TEXTO SELECCIONADO
-*-

El Presidente fue extremadamente amable en la reunión del viernes con el jefe capitalino. Pero la decisión del domingo de la Cámara de Casación porteña en lo Contencioso Administrativo, que habilitó las clases, lo reinstaló en el enojo. ¿Cómo unos jueces porteños podían desacreditar sus conocimientos del Derecho y modificarle una orden? ¿Cómo, si eso significaba el triunfo de un opositor? Kicillof, economista de profesión, calificó el fallo de “repugnante”. ¿Quién le habrá dicho que los manuales de derecho pueden interpretarse con la ciencia de la economía? Se acabó. Alberto Fernández ordenó que al día siguiente, el lunes, el gobierno federal llevara al caso a la Justicia Federal, que es lo que hizo Carlos Zannini, disciplinado y contento. Unió lo útil con lo agradable. Este martes, el juez Esteban Furnari le dio la razón a Zannini y ordenó levantar la cautelar de la justicia porteña. La orden de Furnari no tiene por qué entrar en vigencia y suspender las clases. “No hay cautelar contra cautelar”, reconoció anoche un importante constitucionalista. Furnari llevó también la cuestión a la Corte Suprema. Obvio: hay dos instancias distintas del mismo fuero, una en jurisdicción de la Nación y otra de la Capital, que dicen cosas diferentes.
El gobierno de la Capital ya se había presentado ante la Corte Suprema de Justicia para que esta resolviera quién debe decidir sobre la educación en suelo porteño: si el gobierno federal o el capitalino. La política está enojada, distanciada o tratando de sacar ventajas. La Justicia debe interceder ahora, cuando los rehenes de la disputa son los niños. No se puede predecir qué dirá la Corte Suprema sobre la cuestión de fondo; es decir, sobre la jurisdicción para decidir en cuestiones de educación. Pero sus gestos fueron elocuentes.

-*-

CONSIGNA
Copia literalmente el fragmento del texto sobre la disputa judicial por las clases que empieza con las palabras "El gobierno de" y termina con "gestos fueron elocuentes.". Básate solo en el texto.

-*-

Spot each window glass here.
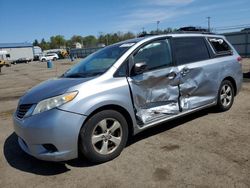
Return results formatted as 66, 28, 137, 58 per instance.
134, 40, 172, 70
173, 37, 210, 65
208, 38, 231, 54
63, 43, 129, 78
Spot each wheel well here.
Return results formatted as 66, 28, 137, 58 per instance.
77, 105, 134, 156
82, 105, 134, 136
223, 76, 237, 96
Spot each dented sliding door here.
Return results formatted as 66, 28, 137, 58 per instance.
128, 39, 180, 124
173, 37, 219, 111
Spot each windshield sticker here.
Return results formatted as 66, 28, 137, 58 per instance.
120, 43, 135, 48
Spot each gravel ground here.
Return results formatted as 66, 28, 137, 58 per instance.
0, 59, 250, 188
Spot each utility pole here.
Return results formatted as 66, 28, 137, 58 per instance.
207, 16, 211, 32
156, 21, 160, 34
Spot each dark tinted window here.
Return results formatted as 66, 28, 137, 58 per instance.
173, 37, 210, 65
208, 38, 231, 54
134, 40, 172, 70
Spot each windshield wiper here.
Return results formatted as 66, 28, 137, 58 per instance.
64, 72, 103, 78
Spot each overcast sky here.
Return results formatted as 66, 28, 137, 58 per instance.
0, 0, 250, 43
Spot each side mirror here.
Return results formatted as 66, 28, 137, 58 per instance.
133, 62, 148, 75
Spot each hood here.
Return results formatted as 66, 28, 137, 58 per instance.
19, 77, 94, 104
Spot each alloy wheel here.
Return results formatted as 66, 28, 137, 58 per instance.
91, 118, 122, 155
220, 84, 233, 107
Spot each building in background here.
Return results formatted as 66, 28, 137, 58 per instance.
0, 43, 34, 61
33, 46, 43, 61
223, 28, 250, 57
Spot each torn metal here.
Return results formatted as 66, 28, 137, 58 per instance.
129, 68, 180, 124
129, 66, 218, 124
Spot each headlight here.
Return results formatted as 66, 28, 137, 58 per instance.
32, 91, 78, 115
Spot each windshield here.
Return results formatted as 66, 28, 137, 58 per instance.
62, 44, 131, 78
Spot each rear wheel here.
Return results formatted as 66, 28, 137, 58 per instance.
79, 110, 128, 162
217, 80, 235, 112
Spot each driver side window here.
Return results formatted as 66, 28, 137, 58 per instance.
134, 39, 172, 70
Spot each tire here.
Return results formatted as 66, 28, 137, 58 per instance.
79, 110, 128, 163
217, 80, 235, 112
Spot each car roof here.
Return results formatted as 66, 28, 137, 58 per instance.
116, 33, 225, 44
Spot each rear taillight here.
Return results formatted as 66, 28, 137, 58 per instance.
237, 56, 242, 63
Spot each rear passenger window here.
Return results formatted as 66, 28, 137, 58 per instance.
134, 39, 172, 70
173, 37, 210, 65
208, 38, 232, 55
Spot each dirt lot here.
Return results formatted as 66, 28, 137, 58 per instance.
0, 60, 250, 188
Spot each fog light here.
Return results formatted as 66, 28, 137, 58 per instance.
43, 144, 58, 153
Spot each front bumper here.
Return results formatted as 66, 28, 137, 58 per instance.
13, 109, 86, 161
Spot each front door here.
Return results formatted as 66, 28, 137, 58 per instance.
128, 39, 180, 124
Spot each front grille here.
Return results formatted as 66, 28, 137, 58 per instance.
16, 104, 32, 119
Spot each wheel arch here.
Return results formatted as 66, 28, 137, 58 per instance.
222, 76, 237, 96
78, 104, 134, 156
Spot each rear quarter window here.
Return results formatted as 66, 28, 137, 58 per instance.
208, 38, 232, 55
173, 37, 210, 65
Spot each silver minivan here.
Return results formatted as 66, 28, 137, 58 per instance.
13, 33, 242, 162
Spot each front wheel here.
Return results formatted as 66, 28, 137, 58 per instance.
79, 110, 128, 163
217, 80, 235, 112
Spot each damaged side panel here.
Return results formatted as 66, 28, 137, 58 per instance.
179, 60, 220, 111
128, 67, 180, 124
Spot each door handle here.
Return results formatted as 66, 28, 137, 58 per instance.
167, 72, 177, 80
181, 67, 190, 76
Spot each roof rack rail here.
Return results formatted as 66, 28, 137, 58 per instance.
138, 33, 158, 37
171, 30, 216, 35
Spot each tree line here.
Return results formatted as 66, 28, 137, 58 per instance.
33, 28, 176, 50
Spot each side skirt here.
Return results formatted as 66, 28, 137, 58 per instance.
134, 101, 217, 134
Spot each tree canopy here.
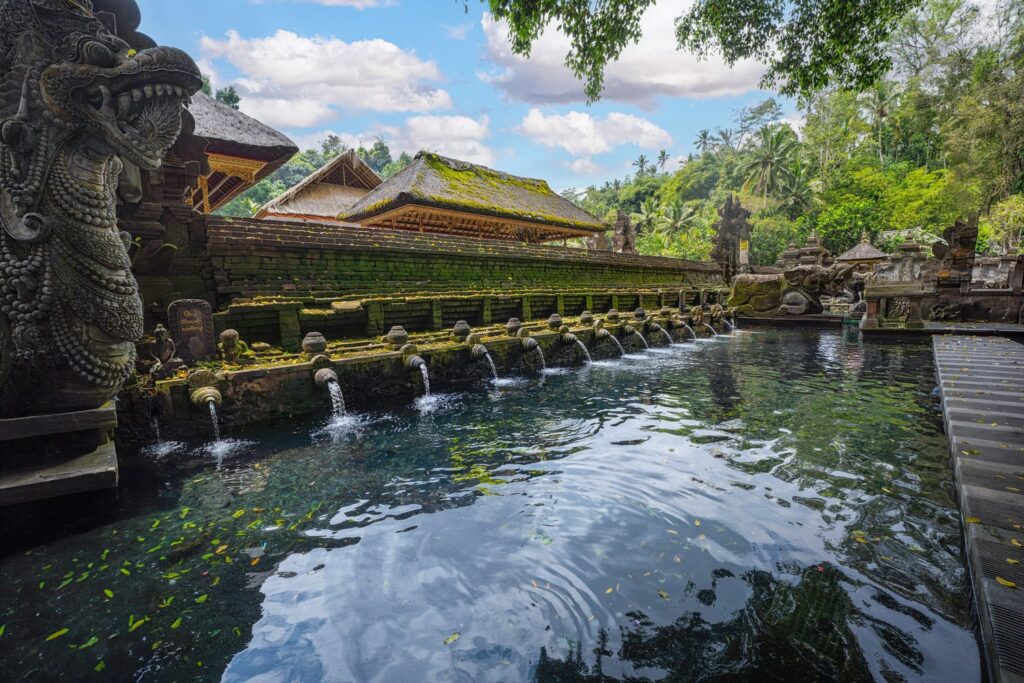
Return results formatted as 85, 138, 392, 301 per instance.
479, 0, 924, 101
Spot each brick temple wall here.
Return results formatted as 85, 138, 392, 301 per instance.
199, 217, 724, 348
206, 217, 722, 301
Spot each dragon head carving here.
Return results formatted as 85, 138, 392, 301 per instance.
0, 0, 202, 416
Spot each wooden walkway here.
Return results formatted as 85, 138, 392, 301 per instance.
932, 335, 1024, 683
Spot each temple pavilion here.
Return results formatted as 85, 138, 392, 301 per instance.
183, 92, 299, 213
255, 150, 381, 224
339, 152, 606, 243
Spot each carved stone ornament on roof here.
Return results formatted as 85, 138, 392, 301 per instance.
0, 0, 202, 417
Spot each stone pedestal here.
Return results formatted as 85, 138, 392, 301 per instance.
0, 401, 118, 506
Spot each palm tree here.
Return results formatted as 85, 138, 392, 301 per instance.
657, 150, 669, 173
630, 197, 662, 234
633, 155, 647, 176
860, 81, 897, 166
658, 200, 697, 233
736, 126, 797, 197
715, 128, 735, 150
782, 159, 821, 220
693, 128, 714, 154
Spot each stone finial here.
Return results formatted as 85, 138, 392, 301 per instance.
384, 325, 409, 351
452, 321, 473, 341
302, 332, 327, 355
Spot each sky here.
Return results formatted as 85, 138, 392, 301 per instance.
138, 0, 796, 189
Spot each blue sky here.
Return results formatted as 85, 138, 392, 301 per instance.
138, 0, 793, 188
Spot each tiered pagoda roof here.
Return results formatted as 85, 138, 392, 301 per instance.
339, 152, 606, 242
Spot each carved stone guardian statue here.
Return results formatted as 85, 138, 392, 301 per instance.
0, 0, 202, 418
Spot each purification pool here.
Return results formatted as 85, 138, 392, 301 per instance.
0, 331, 982, 683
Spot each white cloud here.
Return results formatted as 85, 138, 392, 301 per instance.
518, 108, 672, 158
479, 2, 763, 106
200, 30, 452, 127
441, 24, 473, 40
565, 159, 603, 175
301, 0, 394, 9
293, 115, 495, 166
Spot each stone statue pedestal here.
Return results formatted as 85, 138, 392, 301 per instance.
0, 401, 118, 507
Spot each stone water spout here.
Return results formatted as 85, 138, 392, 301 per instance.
402, 353, 430, 396
313, 368, 345, 418
188, 386, 223, 441
594, 321, 626, 356
469, 342, 498, 380
649, 322, 676, 346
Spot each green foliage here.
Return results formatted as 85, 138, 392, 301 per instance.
214, 85, 242, 110
479, 0, 924, 101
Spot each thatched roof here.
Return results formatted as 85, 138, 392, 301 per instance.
188, 92, 299, 212
341, 152, 606, 242
188, 92, 299, 163
256, 150, 381, 221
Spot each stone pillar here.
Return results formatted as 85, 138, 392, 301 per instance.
860, 298, 881, 330
906, 296, 925, 330
278, 304, 302, 351
366, 301, 384, 337
430, 299, 444, 330
480, 297, 490, 325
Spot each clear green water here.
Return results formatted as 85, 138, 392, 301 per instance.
0, 332, 981, 683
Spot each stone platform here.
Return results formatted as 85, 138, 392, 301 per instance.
932, 335, 1024, 683
0, 402, 118, 507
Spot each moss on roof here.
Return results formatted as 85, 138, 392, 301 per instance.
339, 152, 605, 231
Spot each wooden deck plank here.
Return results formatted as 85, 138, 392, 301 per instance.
932, 336, 1024, 683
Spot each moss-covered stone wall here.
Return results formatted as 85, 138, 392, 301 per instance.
207, 217, 722, 301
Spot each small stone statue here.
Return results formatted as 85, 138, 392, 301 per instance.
150, 324, 185, 380
217, 330, 252, 364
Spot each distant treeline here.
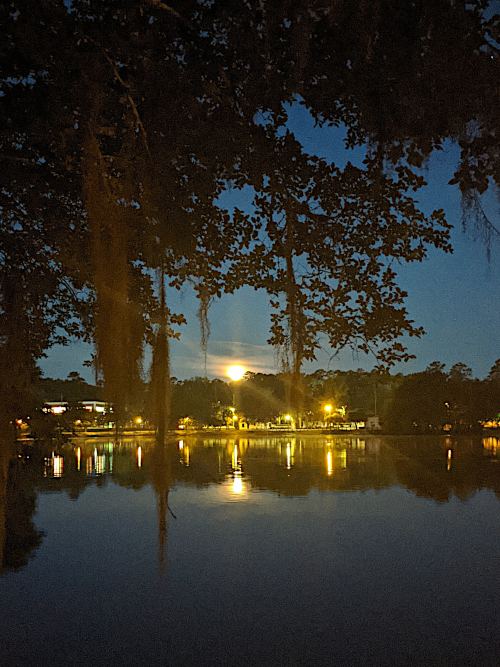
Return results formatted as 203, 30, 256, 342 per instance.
35, 360, 500, 434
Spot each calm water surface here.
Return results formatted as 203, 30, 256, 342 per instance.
0, 436, 500, 667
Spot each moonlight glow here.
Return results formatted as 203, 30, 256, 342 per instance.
227, 366, 246, 382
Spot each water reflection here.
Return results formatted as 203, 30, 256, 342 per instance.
5, 436, 500, 570
0, 435, 500, 667
24, 436, 500, 502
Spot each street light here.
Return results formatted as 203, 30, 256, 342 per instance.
227, 365, 247, 426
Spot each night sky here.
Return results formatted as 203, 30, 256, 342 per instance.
40, 105, 500, 380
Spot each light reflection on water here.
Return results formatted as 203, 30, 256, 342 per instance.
0, 434, 500, 667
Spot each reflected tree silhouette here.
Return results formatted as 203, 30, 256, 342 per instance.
0, 428, 43, 573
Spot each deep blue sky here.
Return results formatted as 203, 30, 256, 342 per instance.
40, 106, 500, 379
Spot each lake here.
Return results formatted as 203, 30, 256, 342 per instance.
0, 435, 500, 667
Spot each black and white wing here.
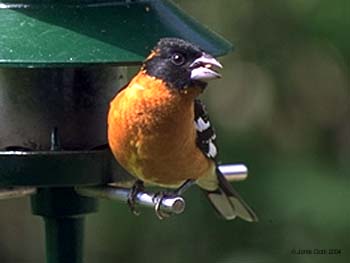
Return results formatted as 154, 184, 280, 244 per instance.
194, 100, 218, 160
194, 100, 258, 222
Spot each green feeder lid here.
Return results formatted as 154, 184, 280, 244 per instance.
0, 0, 232, 67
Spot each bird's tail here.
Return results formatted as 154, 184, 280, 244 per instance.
202, 168, 258, 222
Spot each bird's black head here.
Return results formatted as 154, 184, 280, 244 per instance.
143, 38, 222, 89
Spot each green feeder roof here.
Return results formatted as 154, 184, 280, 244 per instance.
0, 0, 232, 67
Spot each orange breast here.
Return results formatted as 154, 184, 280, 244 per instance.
108, 72, 213, 187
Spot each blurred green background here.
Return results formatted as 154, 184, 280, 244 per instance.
0, 0, 350, 263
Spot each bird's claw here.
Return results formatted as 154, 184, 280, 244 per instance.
128, 181, 144, 216
153, 192, 170, 220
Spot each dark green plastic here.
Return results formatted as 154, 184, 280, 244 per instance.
0, 0, 232, 67
31, 188, 97, 263
0, 151, 112, 187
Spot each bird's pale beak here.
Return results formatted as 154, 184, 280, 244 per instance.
190, 53, 222, 81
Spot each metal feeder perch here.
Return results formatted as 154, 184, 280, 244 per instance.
0, 0, 241, 263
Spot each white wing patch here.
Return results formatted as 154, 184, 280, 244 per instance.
194, 100, 218, 159
194, 117, 210, 132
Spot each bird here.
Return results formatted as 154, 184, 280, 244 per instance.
107, 37, 258, 222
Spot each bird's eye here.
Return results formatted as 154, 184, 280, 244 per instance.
171, 53, 185, 66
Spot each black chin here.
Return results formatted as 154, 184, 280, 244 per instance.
191, 80, 208, 90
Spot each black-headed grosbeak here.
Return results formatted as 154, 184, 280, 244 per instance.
108, 38, 257, 221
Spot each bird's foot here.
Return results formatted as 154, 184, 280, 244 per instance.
153, 192, 173, 220
128, 180, 144, 216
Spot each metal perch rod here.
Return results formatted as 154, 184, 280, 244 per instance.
0, 164, 248, 217
76, 164, 248, 218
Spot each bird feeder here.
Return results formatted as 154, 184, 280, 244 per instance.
0, 0, 235, 263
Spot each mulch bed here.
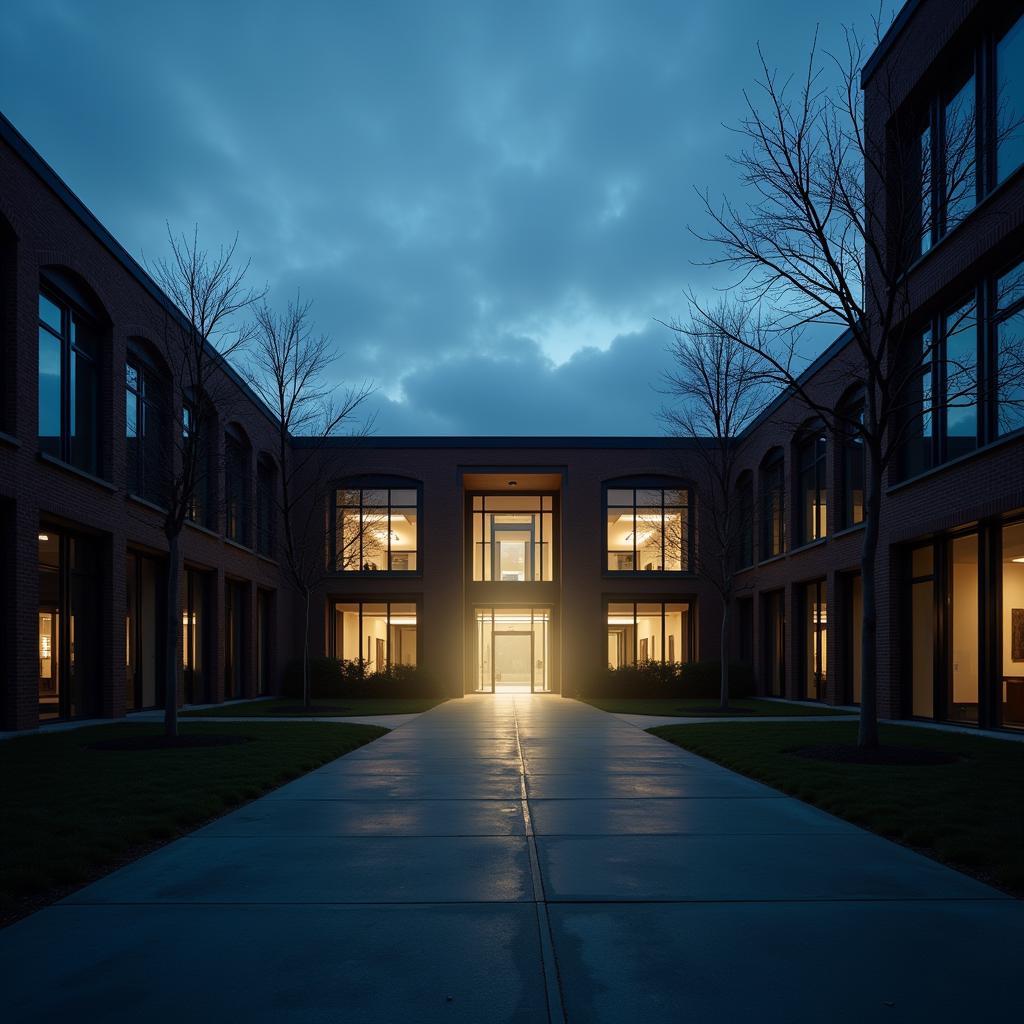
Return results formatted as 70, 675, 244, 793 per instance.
89, 734, 254, 751
786, 743, 961, 766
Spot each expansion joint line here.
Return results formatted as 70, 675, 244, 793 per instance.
512, 697, 565, 1024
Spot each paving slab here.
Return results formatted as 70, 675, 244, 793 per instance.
0, 695, 1024, 1024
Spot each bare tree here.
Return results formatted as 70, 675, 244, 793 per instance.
247, 296, 373, 707
662, 303, 772, 710
692, 24, 1024, 748
152, 227, 262, 736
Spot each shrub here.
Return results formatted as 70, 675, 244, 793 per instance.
284, 656, 447, 699
580, 660, 754, 699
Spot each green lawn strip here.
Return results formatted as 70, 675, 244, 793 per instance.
580, 697, 851, 719
181, 697, 447, 718
649, 722, 1024, 896
0, 722, 387, 924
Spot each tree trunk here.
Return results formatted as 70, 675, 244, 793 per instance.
857, 456, 882, 750
302, 587, 312, 711
719, 600, 729, 711
164, 534, 184, 736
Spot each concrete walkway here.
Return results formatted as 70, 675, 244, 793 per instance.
0, 696, 1024, 1024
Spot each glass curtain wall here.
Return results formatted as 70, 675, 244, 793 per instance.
473, 495, 554, 583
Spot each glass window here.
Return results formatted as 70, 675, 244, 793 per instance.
331, 601, 418, 675
840, 398, 867, 527
605, 487, 690, 572
943, 300, 978, 459
942, 75, 978, 231
797, 424, 828, 544
995, 17, 1024, 182
994, 263, 1024, 437
39, 293, 98, 473
333, 487, 419, 572
947, 534, 979, 724
999, 522, 1024, 728
804, 580, 828, 700
125, 353, 168, 504
761, 449, 785, 558
607, 601, 692, 669
473, 495, 554, 583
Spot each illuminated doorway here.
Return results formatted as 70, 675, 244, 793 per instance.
473, 608, 551, 693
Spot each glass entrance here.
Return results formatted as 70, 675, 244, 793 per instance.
473, 608, 551, 693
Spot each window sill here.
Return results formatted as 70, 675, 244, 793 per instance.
886, 428, 1024, 497
37, 452, 118, 495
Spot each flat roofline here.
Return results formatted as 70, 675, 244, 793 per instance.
860, 0, 922, 89
292, 434, 708, 451
0, 111, 278, 426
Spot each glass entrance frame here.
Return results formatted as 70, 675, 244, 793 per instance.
470, 492, 556, 583
473, 607, 551, 693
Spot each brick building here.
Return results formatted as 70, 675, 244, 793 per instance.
0, 0, 1024, 729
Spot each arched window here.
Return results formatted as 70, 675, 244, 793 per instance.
224, 423, 252, 548
256, 454, 278, 557
796, 420, 828, 544
39, 268, 108, 473
125, 340, 170, 505
761, 447, 785, 559
837, 387, 867, 528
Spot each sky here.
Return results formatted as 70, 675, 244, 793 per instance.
0, 0, 878, 434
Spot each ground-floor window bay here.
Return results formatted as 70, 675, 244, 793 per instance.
606, 601, 693, 669
903, 521, 1024, 728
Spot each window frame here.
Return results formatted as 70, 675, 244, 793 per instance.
327, 476, 423, 580
601, 477, 695, 580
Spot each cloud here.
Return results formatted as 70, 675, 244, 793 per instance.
0, 0, 874, 433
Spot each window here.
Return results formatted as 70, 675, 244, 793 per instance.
839, 390, 867, 528
39, 282, 99, 473
736, 470, 754, 568
797, 422, 828, 544
331, 601, 418, 674
332, 484, 420, 572
915, 12, 1024, 252
761, 449, 785, 559
224, 427, 252, 547
125, 350, 168, 505
607, 601, 693, 669
899, 298, 983, 479
472, 494, 555, 583
992, 263, 1024, 437
995, 17, 1024, 182
804, 580, 828, 700
256, 455, 278, 557
181, 402, 213, 526
605, 486, 690, 572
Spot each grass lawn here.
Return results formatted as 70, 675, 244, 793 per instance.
580, 697, 849, 718
181, 697, 447, 718
0, 722, 387, 924
650, 722, 1024, 896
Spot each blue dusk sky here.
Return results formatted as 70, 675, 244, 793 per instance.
0, 0, 879, 434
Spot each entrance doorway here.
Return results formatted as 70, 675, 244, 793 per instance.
473, 608, 551, 693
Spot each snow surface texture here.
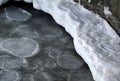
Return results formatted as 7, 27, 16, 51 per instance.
0, 0, 120, 81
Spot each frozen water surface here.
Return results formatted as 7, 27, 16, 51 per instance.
57, 51, 84, 69
1, 38, 39, 57
5, 6, 31, 21
0, 2, 94, 81
0, 55, 27, 69
0, 70, 20, 81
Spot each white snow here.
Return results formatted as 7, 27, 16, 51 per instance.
104, 6, 112, 17
0, 0, 120, 81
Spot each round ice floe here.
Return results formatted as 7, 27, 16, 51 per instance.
33, 71, 50, 81
0, 70, 20, 81
45, 46, 62, 58
57, 51, 84, 69
1, 38, 39, 58
37, 25, 63, 41
0, 55, 27, 69
5, 6, 31, 21
11, 25, 38, 38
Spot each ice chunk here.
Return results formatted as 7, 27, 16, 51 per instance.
36, 25, 63, 41
21, 74, 34, 81
30, 0, 120, 81
0, 70, 20, 81
33, 71, 49, 81
45, 59, 57, 68
45, 46, 62, 58
5, 6, 31, 21
57, 51, 84, 69
0, 55, 27, 69
1, 38, 40, 58
11, 25, 38, 38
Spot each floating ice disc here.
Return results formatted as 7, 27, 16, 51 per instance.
1, 38, 39, 58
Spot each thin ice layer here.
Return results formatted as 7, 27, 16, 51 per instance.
21, 0, 120, 81
5, 6, 31, 21
1, 38, 40, 58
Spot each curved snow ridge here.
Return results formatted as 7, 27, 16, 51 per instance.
0, 0, 120, 81
30, 0, 120, 81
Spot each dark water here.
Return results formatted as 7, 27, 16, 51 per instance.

-*-

RESPUESTA
El gobierno de la Capital ya se había presentado ante la Corte Suprema de Justicia para que esta resolviera quién debe decidir sobre la educación en suelo porteño: si el gobierno federal o el capitalino. La política está enojada, distanciada o tratando de sacar ventajas. La Justicia debe interceder ahora, cuando los rehenes de la disputa son los niños. No se puede predecir qué dirá la Corte Suprema sobre la cuestión de fondo; es decir, sobre la jurisdicción para decidir en cuestiones de educación. Pero sus gestos fueron elocuentes.